● Task statement:
Carry on the passage about medical students attending the neurosurgical theatre, picking up after its final sentence.

● Source extract:
◆ ◆ ◆ ◆ ◆ ◆ ◆
Medical students often attend the neurosurgical theatre during their clinical neurosciences attachment. However, few studies have been performed to objectively assess the value of this theatre-based learning experience. The main aim of this study was to explore student perceptions on the contribution of neurosurgical theatre attendance to clinical neuroscience teaching.


Third-year medical students undergoing their 2-week clinical neurosciences rotation at the Royal Hospitals Belfast were invited to participate in this study. A multi-method strategy was employed using a survey questionnaire comprising of closed and open-ended questions followed by semi-structured interviews to gain a greater 'in-depth' analysis of the potential contribution of neurosurgical theatre attendance to neuroscience teaching.
◆ ◆ ◆ ◆ ◆ ◆ ◆
Stored items
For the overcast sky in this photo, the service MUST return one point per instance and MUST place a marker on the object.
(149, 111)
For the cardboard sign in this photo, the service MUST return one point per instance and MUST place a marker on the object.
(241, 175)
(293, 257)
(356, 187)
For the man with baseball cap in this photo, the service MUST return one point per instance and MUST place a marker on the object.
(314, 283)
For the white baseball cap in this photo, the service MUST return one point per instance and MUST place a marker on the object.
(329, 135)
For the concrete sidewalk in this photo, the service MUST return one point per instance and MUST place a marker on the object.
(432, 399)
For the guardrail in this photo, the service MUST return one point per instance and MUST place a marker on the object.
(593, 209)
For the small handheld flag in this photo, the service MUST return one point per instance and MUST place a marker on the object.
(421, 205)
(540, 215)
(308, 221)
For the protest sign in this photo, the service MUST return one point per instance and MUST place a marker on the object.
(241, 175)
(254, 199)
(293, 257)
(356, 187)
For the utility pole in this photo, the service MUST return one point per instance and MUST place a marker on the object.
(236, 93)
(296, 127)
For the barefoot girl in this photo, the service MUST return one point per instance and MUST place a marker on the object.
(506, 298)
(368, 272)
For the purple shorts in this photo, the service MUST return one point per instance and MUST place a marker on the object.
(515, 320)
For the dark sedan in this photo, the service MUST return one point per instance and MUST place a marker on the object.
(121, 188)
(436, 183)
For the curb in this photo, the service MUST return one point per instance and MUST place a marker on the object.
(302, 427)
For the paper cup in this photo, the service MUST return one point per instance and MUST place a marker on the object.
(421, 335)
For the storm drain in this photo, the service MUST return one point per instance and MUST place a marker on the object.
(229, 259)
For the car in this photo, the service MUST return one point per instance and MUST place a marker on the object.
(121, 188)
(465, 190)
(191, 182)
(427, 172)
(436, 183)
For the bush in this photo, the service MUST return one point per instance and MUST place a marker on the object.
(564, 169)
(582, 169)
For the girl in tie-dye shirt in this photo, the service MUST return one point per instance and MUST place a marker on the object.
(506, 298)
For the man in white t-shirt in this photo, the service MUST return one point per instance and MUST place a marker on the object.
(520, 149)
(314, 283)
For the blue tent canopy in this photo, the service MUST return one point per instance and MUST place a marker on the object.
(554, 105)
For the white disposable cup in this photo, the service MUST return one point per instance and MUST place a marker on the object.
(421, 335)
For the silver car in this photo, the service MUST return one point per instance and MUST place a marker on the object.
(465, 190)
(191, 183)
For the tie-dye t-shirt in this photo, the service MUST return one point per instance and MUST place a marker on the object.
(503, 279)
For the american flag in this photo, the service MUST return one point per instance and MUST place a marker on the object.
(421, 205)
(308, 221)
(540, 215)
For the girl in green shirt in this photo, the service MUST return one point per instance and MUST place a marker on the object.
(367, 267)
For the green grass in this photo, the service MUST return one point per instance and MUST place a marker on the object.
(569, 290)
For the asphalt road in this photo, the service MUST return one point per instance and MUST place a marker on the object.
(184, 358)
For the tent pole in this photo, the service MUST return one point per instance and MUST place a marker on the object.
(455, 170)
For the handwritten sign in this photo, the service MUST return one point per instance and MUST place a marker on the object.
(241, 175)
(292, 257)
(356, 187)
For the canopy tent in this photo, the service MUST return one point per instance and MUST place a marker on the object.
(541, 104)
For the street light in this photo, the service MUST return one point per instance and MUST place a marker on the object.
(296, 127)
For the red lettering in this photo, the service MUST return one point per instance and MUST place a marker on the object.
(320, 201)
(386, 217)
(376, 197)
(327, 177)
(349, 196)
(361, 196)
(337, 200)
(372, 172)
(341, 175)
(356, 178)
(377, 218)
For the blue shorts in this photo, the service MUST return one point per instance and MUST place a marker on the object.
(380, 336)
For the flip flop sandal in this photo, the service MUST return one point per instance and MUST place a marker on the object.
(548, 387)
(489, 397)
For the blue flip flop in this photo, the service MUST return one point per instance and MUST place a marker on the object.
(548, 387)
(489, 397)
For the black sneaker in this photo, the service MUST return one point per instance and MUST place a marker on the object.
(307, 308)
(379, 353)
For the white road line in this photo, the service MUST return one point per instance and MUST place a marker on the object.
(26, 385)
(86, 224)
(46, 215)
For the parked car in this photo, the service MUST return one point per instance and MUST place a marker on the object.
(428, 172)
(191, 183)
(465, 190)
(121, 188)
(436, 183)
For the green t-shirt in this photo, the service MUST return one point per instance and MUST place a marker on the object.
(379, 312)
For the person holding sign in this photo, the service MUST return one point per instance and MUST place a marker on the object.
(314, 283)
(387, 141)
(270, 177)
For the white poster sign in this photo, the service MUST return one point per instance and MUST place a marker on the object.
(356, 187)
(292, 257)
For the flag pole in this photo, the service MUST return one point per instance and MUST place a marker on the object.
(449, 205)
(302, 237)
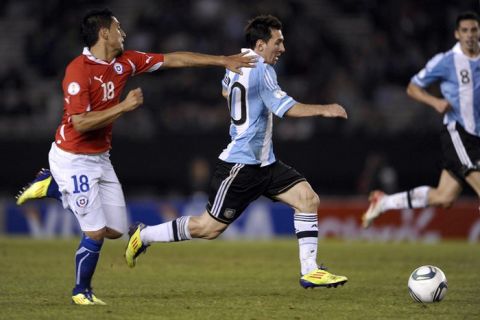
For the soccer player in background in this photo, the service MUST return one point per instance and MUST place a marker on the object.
(458, 72)
(247, 168)
(82, 176)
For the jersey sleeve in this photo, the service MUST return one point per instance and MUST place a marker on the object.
(434, 71)
(76, 86)
(144, 62)
(272, 95)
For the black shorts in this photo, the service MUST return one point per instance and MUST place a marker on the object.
(461, 151)
(234, 186)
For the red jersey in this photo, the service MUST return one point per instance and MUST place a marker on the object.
(91, 84)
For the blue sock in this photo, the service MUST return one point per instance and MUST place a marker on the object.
(86, 260)
(52, 191)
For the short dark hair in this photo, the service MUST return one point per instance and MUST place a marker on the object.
(92, 22)
(260, 28)
(468, 15)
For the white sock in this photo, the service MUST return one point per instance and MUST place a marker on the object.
◆ ◆ ◆ ◆ ◆ ◆ ◆
● Result of this task:
Based on the completed survey responses of 22 students, the overall experience of neurosurgical theatre-based learning was a positive one. 'In-depth' analysis from semi-structured interviews indicated that students felt that some aspects of their neurosurgical theatre attendance could be improved. Better preparation such as reading up on the case in hand and an introduction to simple theatre etiquette to put the student at ease (in particular, for students who had never attended theatre previously), would improve the learning experience. In addition, having an expectation of what students are expected to learn in theatre making it more learning outcomes-based would probably make it feel a more positive experience by the student.


The vast majority of students acknowledged the positive learning outcomes of neurosurgical theatre attendance and felt that it should be made a mandatory component of the curriculum.